■ TAREFA:
Segundo o trecho fornecido, cerca de quantos casos na região de Boston são atribuídos ao congresso anual organizado pela Biogen?

■ TRECHO FORNECIDO:
□ □ □ □ □ □ □

Em fevereiro, uma sul-coreana de 61 anos, identificado como "Paciente 31", esteve por trás de uma onda de infecções dentro da Igreja de Jesus Shincheonji, um movimento religioso considerado por alguns como uma seita.

Ela foi até comparada a Mary Mallon, também conhecida como "Typhoid Mary", uma cozinheira que entrou para a história da medicina no início do século 20 por ser a primeira portadora saudável de febre tifoide nos Estados Unidos e por ter transmitido a doença a dezenas de pessoas.

Com mais de 5.000 casos relacionados, a Igreja de Jesus Shincheonji se tornou o principal vetor de disseminação do coronavírus na Coreia do Sul. Já nos EUA, um congresso anual organizado no final de fevereiro pela empresa farmacêutica norte-americana Biogen é suspeito de causar cerca de 20.000 casos na região de Boston.

□ □ □ □ □ □ □

Registros salvos:
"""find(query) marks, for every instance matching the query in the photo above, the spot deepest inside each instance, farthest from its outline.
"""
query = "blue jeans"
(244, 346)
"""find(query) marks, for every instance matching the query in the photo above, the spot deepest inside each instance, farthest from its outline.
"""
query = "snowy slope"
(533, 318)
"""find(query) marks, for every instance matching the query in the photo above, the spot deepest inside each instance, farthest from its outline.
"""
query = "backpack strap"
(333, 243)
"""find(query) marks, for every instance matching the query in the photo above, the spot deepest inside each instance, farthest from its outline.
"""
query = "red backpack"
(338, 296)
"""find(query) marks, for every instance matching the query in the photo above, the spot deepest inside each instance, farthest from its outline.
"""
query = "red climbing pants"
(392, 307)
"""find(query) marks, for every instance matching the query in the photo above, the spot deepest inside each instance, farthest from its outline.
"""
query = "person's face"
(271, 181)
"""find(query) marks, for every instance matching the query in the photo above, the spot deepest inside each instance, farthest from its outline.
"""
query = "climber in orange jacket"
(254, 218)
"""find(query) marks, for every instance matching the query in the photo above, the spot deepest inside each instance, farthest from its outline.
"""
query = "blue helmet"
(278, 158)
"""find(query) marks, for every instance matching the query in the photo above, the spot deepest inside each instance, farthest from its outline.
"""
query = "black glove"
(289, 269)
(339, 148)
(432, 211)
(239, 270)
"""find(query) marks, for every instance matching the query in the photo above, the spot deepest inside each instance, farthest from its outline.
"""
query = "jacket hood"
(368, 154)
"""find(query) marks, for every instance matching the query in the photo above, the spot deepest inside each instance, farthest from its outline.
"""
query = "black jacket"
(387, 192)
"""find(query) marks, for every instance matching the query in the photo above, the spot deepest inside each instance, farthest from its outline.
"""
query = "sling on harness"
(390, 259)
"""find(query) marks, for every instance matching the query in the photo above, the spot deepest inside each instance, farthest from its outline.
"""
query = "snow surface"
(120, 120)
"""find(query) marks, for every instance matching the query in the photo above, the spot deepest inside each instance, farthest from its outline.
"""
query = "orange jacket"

□ □ □ □ □ □ □

■ RESPOSTA:
Cerca de 20.000 casos.